> GIVEN PROBLEM:
Report how many lines in the data below contain the string "person", counting only matches in the same letter case. Give the number alone.

> RECORDS PROVIDED:

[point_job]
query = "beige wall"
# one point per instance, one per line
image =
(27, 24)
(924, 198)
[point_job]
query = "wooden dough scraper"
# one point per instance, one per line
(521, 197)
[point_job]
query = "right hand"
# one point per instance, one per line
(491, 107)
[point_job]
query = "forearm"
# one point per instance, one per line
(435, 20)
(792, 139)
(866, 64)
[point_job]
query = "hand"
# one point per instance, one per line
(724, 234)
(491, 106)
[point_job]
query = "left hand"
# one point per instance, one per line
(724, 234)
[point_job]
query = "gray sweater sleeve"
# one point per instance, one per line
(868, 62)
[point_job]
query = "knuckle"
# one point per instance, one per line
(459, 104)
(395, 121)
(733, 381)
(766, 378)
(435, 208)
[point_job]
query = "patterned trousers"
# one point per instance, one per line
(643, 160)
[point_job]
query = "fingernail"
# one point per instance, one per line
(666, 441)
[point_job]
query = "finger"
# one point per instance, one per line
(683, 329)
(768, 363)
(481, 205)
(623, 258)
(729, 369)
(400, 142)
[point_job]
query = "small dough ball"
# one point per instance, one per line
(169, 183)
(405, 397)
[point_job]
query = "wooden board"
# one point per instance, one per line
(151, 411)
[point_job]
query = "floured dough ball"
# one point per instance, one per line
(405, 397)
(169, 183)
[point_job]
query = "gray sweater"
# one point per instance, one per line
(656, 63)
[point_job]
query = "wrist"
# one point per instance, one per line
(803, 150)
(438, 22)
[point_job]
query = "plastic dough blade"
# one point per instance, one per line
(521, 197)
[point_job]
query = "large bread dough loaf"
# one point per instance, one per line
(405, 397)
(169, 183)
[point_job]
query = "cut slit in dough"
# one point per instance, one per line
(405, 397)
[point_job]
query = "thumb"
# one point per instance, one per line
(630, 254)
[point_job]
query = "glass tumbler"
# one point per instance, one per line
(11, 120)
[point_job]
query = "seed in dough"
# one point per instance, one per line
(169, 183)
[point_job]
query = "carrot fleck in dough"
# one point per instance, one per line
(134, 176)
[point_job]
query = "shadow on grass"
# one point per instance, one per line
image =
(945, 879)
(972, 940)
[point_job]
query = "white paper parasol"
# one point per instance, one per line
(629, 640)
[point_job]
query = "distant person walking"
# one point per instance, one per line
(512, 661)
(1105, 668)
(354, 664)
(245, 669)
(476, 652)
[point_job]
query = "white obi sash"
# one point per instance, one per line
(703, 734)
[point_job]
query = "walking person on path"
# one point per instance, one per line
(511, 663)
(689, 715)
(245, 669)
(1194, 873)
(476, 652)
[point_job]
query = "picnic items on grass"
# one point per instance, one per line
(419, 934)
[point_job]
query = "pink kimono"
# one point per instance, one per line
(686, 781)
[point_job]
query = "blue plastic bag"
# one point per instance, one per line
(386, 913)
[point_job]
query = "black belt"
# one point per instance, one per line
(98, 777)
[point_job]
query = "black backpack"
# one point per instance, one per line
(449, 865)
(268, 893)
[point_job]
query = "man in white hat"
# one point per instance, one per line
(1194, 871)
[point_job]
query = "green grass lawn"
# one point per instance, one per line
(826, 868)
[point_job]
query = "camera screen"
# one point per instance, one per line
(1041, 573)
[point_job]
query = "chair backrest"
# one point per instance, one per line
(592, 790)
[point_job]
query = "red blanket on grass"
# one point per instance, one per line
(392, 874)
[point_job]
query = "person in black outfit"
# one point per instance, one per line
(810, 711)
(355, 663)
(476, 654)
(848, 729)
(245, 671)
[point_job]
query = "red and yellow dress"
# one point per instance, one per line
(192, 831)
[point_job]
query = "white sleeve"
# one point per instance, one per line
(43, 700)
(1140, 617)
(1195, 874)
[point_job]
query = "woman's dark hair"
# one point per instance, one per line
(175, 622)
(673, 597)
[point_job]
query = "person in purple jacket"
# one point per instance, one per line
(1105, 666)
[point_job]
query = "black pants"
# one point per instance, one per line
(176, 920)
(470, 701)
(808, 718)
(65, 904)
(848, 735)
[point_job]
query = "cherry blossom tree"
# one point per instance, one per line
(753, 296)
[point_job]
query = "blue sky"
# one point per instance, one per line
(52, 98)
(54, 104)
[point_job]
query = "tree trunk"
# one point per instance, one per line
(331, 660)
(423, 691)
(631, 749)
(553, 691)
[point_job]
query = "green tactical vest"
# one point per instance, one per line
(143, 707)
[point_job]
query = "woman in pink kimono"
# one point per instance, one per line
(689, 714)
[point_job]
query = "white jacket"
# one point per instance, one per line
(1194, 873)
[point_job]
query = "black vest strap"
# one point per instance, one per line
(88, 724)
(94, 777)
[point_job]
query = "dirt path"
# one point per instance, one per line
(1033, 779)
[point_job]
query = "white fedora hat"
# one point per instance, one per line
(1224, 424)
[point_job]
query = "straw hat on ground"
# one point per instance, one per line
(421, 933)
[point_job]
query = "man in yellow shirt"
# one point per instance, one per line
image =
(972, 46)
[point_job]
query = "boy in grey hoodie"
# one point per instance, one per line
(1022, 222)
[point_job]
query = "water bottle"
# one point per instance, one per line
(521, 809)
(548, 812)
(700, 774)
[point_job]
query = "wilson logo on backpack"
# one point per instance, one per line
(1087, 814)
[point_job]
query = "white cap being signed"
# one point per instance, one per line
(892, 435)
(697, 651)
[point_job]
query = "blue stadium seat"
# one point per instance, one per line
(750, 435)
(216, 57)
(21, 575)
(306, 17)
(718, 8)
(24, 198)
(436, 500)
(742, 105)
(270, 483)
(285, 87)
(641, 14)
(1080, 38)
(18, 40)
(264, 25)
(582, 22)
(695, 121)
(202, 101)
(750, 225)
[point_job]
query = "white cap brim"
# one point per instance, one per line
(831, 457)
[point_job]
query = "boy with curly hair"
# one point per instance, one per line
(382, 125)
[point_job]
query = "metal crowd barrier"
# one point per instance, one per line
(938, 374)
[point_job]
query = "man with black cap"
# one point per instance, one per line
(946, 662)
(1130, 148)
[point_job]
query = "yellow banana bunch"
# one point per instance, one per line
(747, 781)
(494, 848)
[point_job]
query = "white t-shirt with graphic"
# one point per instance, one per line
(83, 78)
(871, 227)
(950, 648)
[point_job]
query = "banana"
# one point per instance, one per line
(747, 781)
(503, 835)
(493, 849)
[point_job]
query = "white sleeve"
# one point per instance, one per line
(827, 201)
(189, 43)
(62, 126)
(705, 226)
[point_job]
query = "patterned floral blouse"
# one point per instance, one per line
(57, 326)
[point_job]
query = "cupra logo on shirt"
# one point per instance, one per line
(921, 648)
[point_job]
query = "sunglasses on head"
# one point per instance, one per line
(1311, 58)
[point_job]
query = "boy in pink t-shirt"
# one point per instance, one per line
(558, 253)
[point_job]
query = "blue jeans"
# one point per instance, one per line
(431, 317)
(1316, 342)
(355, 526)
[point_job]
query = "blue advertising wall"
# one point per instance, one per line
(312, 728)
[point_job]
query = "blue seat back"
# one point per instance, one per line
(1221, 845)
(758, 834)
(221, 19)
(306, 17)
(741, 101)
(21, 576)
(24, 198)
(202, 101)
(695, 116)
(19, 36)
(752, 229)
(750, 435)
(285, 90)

> THE REPLY:
4